Was it in ‘Menschliches, Allzumenschliches’ or in ‘Also Sprach Zarathustra’ that the sage declared it was comic to kick, but never to be kicked? At any rate ‘master morality’ has set its mark upon Charlie Chaplin and his comedies. The old Chaplin of whom it was said, ‘Here is the head upon which all the ends of the world are come and the eyelids are a little weary’ is done. ‘Welcome’ has been erased from his shoulder-blades. The new Chaplin is a superman, and though the hordes of fat villains may rage against him, with pie and soup and siphons they shall not prevail.

Broun, we may take it, was not wholly serious; but a lot of his readers took him to be so. A day or two later the following anonymous poem appeared:

TO CHARLIE CHAPLIN, AFTER READING THURSDAY’S TRIBUNE

Triply distilled octessence of the vulgar,

Puller of chairs from overweighty women,

Hurler of pies into aged persons’ faces,

Cinema lowbrow –

Wreaker of wrongs that rouse the careless giggle,

Skater that skateth but to lose his balance,

Walking with steps unutterably comic,

How I detest thee!

Given data>
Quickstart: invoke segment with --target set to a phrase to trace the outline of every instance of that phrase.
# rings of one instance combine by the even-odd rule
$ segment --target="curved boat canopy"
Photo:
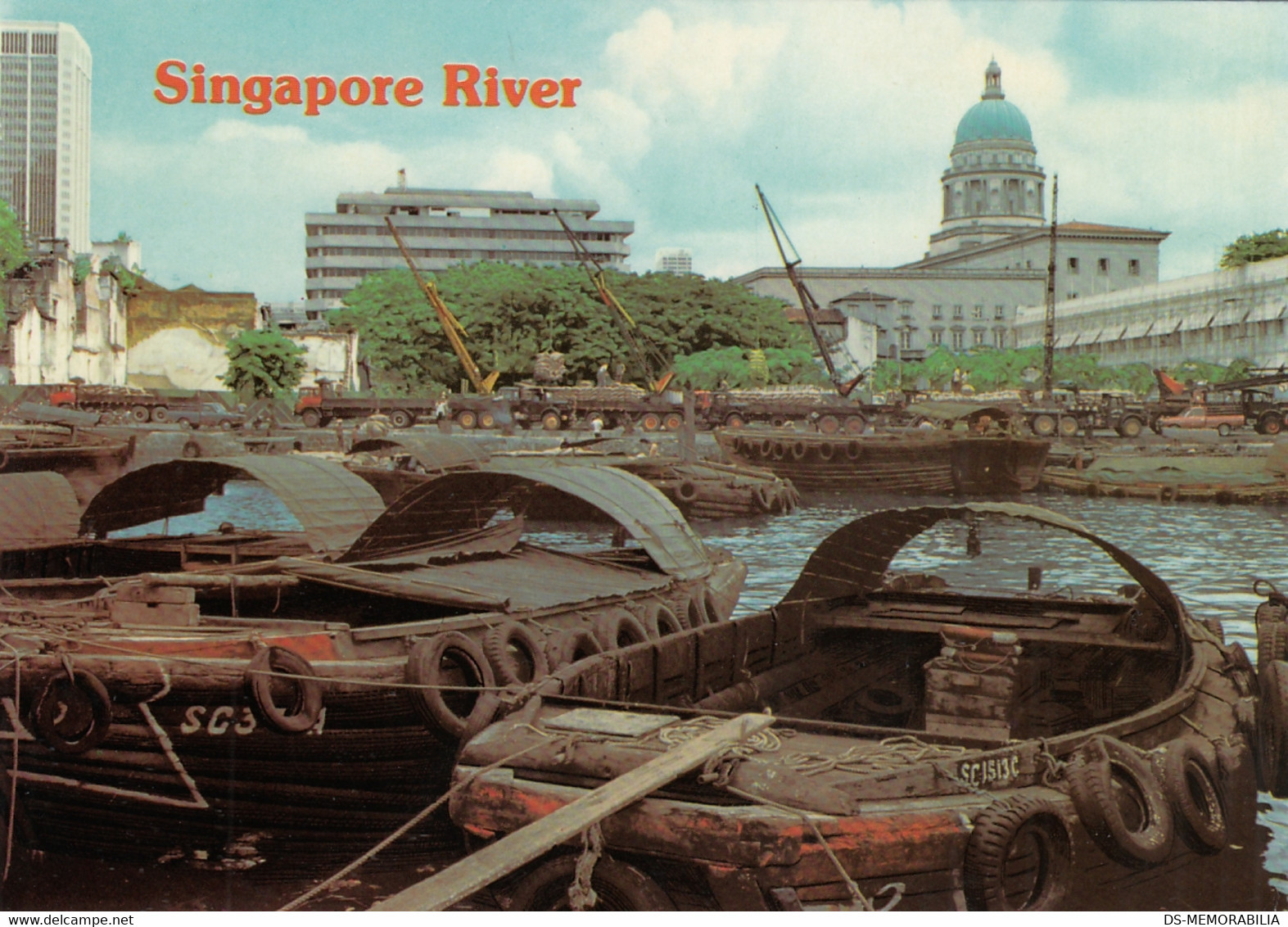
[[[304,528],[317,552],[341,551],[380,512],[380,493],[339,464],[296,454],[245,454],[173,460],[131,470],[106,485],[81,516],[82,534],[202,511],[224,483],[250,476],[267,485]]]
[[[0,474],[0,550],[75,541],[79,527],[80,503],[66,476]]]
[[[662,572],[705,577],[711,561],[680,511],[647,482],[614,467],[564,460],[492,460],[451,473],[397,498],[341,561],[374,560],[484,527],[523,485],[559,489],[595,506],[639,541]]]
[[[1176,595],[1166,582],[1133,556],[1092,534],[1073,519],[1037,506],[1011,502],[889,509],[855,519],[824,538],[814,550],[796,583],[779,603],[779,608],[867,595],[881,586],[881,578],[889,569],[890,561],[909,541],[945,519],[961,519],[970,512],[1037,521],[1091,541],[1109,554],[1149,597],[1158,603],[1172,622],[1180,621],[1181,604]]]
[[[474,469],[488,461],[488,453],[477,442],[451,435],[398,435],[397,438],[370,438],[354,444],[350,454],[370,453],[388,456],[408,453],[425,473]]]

Your tasks>
1) In the text about Charlie Chaplin, what word has been erased from his shoulder-blades?
2) Repeat the Chaplin text from "Puller of chairs" up to and including "I detest thee!".
3) Pick up the text about Charlie Chaplin after its last line and continue it.

Answers given>
1) "Welcome" has been erased from his shoulder-blades.

2)
Puller of chairs from overweighty women,

Hurler of pies into aged persons’ faces,

Cinema lowbrow –

Wreaker of wrongs that rouse the careless giggle,

Skater that skateth but to lose his balance,

Walking with steps unutterably comic,

How I detest thee!

3)
How (though in years of profitless adventure

Crowded with wasted afternoons and evenings

Not even once – no, never – have I seen thee)

Scornful I’m of thee!

Scorn and contempt have I for all thine antics,

Menace are they, say I, to little children

Yet there is that which urges me to write thee

Words of laudation.

These are the words, then, Menace of the Movies,

Thanks for thy coarse and pseudo-comic antics,

For they produce those peerless things about thee

Old Heywood Broun writes.16

Here was another detractor who boasted he had never actually seen the artist he was attacking.

The Rink was released on 4 December 1916 and was Chaplin’s last film of the year. Chaplin had kept very nearly to the schedule of one film every four weeks which he had agreed with Mutual. Only Behind the Screen had come out late, and the press reported that in this case Chaplin had telegraphed the company with the request, ‘It’s the best idea I ever had. Give me two weeks more and I will make it the funniest comedy I ever produced.’ The Rink, issued only three weeks later, caught up at least one week of the schedule. For the remaining films under the Mutual contract, however, Chaplin was to demand and take more time: he would in fact take a total of ten months to make four two-reelers.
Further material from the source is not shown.